# [Material shown]
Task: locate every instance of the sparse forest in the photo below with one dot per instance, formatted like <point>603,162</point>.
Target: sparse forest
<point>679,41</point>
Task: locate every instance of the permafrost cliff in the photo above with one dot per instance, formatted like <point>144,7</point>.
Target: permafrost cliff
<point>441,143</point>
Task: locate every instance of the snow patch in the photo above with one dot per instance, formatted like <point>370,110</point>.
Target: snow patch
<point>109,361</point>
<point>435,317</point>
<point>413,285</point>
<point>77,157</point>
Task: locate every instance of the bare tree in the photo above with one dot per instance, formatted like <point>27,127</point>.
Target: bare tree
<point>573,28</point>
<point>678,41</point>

* * *

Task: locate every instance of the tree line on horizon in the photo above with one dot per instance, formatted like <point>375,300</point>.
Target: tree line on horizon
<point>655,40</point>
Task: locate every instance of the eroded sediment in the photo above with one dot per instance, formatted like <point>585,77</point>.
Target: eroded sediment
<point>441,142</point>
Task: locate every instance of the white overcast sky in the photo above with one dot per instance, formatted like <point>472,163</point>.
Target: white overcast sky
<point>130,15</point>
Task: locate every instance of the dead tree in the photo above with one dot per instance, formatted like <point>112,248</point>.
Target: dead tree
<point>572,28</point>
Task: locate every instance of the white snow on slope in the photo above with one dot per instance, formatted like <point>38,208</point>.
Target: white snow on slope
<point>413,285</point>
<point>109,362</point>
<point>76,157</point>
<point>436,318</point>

---

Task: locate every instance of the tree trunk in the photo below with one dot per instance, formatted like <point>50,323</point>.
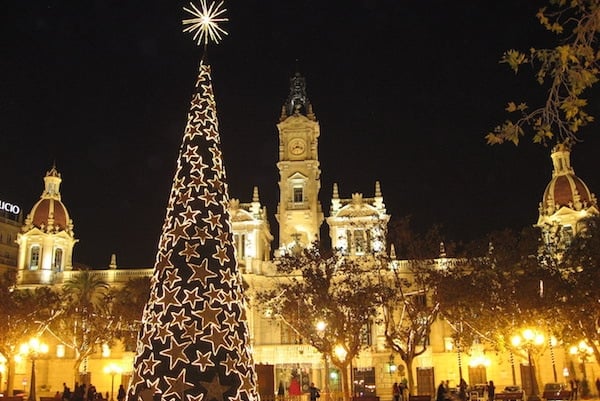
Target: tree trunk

# [Instructions for the task]
State how many lines in the records above contain the word "cliff". Reply with the number alone.

# [The completed task]
2